Dataset records
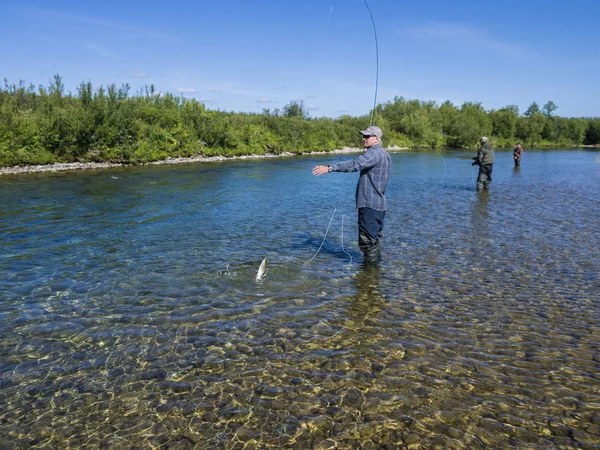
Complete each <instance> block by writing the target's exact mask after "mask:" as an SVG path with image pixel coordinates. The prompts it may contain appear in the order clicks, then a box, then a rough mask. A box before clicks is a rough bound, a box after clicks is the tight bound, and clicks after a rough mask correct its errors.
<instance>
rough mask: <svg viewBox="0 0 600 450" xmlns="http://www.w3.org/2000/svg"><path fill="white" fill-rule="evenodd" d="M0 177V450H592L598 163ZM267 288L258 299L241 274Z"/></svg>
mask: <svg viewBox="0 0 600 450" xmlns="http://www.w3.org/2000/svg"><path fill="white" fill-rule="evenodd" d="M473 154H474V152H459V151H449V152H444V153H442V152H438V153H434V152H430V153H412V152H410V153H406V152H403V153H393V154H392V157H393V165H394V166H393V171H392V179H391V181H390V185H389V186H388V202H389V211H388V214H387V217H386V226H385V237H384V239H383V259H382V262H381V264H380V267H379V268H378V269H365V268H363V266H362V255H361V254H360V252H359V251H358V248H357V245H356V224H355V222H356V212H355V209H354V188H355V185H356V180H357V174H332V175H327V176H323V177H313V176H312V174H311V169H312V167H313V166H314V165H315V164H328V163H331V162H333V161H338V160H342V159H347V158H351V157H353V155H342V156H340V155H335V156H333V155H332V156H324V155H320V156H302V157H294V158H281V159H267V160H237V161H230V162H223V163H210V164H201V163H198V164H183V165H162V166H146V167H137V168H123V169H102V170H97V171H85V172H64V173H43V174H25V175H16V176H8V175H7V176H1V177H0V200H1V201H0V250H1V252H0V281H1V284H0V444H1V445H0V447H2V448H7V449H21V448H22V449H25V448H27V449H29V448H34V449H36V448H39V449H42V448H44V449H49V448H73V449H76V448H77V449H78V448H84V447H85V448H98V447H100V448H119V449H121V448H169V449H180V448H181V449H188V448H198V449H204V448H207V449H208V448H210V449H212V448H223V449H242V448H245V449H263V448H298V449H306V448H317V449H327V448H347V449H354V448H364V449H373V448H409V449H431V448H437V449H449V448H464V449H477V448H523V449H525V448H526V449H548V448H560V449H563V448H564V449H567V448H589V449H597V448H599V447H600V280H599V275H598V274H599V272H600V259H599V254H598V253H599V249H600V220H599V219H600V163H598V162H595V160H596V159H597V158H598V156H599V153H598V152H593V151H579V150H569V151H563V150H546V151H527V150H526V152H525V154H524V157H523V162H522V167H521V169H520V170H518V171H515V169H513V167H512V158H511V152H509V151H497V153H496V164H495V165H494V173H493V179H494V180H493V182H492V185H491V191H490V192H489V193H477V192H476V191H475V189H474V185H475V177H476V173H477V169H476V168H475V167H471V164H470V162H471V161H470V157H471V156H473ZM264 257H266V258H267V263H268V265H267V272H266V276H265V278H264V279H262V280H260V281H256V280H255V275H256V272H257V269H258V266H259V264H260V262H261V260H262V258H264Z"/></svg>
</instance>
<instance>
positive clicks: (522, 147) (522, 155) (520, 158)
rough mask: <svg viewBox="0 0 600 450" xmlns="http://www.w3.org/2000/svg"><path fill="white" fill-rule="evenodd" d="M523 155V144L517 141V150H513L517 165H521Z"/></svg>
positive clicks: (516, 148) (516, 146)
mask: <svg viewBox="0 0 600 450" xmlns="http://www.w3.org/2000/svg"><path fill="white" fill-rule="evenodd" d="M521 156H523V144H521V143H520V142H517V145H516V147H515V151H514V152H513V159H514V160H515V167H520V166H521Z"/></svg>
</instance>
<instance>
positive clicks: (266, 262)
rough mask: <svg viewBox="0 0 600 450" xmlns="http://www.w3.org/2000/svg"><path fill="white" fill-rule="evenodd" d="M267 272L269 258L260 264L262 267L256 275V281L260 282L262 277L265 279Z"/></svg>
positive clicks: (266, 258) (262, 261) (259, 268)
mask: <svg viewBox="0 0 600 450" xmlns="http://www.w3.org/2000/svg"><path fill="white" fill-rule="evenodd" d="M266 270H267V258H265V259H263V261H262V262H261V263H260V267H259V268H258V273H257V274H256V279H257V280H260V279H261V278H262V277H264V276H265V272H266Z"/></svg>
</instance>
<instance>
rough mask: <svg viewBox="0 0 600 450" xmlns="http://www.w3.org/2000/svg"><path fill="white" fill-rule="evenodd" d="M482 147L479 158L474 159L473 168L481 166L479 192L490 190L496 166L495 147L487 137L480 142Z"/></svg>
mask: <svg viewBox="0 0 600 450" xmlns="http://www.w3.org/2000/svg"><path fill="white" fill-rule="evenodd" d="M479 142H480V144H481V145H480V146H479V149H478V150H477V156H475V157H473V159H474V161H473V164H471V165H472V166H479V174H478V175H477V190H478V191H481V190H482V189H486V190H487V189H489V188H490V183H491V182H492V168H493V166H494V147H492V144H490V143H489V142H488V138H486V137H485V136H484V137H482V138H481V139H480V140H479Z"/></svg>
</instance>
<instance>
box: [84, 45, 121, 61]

■ **ACTION ITEM**
Every record, from top to bottom, gets written out exactly; no picture goes into the copy.

■ **OUTPUT FOR THIS TASK**
Complete each <instance> block by writing the target's exact mask after "mask:" as an SVG path with image pixel coordinates. The prompts it may contain appear in the order clicks, then a box, then a rough mask. A box before clicks is a rough bound, a box after clicks is the tight bound, and clicks after a rough mask correct its errors.
<instance>
rough mask: <svg viewBox="0 0 600 450" xmlns="http://www.w3.org/2000/svg"><path fill="white" fill-rule="evenodd" d="M0 177V450H592L598 163ZM267 288L258 299L241 274Z"/></svg>
mask: <svg viewBox="0 0 600 450" xmlns="http://www.w3.org/2000/svg"><path fill="white" fill-rule="evenodd" d="M473 154H474V152H459V151H449V152H444V153H442V152H438V153H434V152H430V153H412V152H410V153H406V152H403V153H393V154H392V157H393V165H394V166H393V171H392V179H391V181H390V185H389V186H388V202H389V211H388V214H387V217H386V226H385V237H384V239H383V259H382V262H381V264H380V267H379V268H378V269H365V268H363V266H362V255H361V254H360V252H359V251H358V248H357V245H356V224H355V222H356V212H355V209H354V188H355V185H356V180H357V174H332V175H327V176H323V177H313V176H312V174H311V169H312V167H313V166H314V165H315V164H328V163H331V162H333V161H338V160H342V159H347V158H351V157H353V155H342V156H340V155H335V156H333V155H332V156H324V155H320V156H302V157H294V158H281V159H267V160H237V161H230V162H223V163H210V164H201V163H198V164H183V165H162V166H146V167H137V168H123V169H102V170H97V171H85V172H64V173H43V174H25V175H16V176H8V175H7V176H1V177H0V200H1V201H0V250H1V252H0V281H1V284H0V444H1V445H0V447H2V448H7V449H21V448H22V449H25V448H27V449H29V448H34V449H36V448H39V449H42V448H44V449H49V448H73V449H76V448H77V449H78V448H84V447H85V448H98V447H100V448H119V449H121V448H169V449H180V448H181V449H188V448H198V449H204V448H207V449H208V448H210V449H212V448H223V449H242V448H245V449H263V448H298V449H306V448H317V449H327V448H347V449H354V448H364V449H373V448H409V449H431V448H437V449H449V448H464V449H477V448H523V449H525V448H526V449H548V448H560V449H563V448H564V449H567V448H589V449H597V448H599V447H600V280H599V275H598V274H599V272H600V259H599V254H598V253H599V249H600V220H599V219H600V163H598V162H595V160H596V159H597V158H598V156H599V153H598V152H593V151H579V150H569V151H563V150H546V151H527V150H526V152H525V154H524V157H523V162H522V167H521V169H520V170H518V171H515V169H513V167H512V158H511V152H509V151H497V153H496V164H495V165H494V173H493V179H494V180H493V182H492V185H491V191H490V192H489V193H477V192H476V191H475V189H474V185H475V177H476V173H477V169H476V168H475V167H471V164H470V162H471V161H470V157H471V156H473ZM264 257H266V258H267V263H268V265H267V272H266V276H265V278H264V279H262V280H260V281H256V280H255V275H256V272H257V269H258V266H259V264H260V262H261V260H262V258H264Z"/></svg>
</instance>
<instance>
positive clicks: (522, 147) (522, 155) (520, 158)
rough mask: <svg viewBox="0 0 600 450" xmlns="http://www.w3.org/2000/svg"><path fill="white" fill-rule="evenodd" d="M523 155V144L517 141V150H513L517 165H521Z"/></svg>
positive clicks: (516, 148) (516, 146)
mask: <svg viewBox="0 0 600 450" xmlns="http://www.w3.org/2000/svg"><path fill="white" fill-rule="evenodd" d="M521 156H523V144H521V143H520V142H517V145H516V147H515V151H514V152H513V159H514V160H515V167H520V166H521Z"/></svg>
</instance>
<instance>
positive clicks: (266, 262)
rough mask: <svg viewBox="0 0 600 450" xmlns="http://www.w3.org/2000/svg"><path fill="white" fill-rule="evenodd" d="M267 272L269 258L260 264L262 267L256 275V281L260 282L262 277L265 279Z"/></svg>
positive clicks: (266, 258) (262, 261) (259, 268)
mask: <svg viewBox="0 0 600 450" xmlns="http://www.w3.org/2000/svg"><path fill="white" fill-rule="evenodd" d="M266 270H267V258H265V259H263V261H262V262H261V263H260V267H259V268H258V273H257V274H256V279H257V280H260V279H261V278H262V277H264V276H265V272H266Z"/></svg>
</instance>
<instance>
rough mask: <svg viewBox="0 0 600 450" xmlns="http://www.w3.org/2000/svg"><path fill="white" fill-rule="evenodd" d="M482 147L479 158L474 159L473 168L481 166L479 192L490 190L496 166L495 147L487 137L480 142Z"/></svg>
mask: <svg viewBox="0 0 600 450" xmlns="http://www.w3.org/2000/svg"><path fill="white" fill-rule="evenodd" d="M479 142H480V144H481V145H480V146H479V149H478V150H477V156H475V157H473V159H474V161H473V164H471V165H472V166H479V174H478V175H477V190H478V191H481V190H482V189H486V190H487V189H489V188H490V183H491V182H492V168H493V166H494V147H492V144H490V143H489V142H488V138H486V137H485V136H484V137H482V138H481V139H480V140H479Z"/></svg>
</instance>
<instance>
box: [84, 45, 121, 61]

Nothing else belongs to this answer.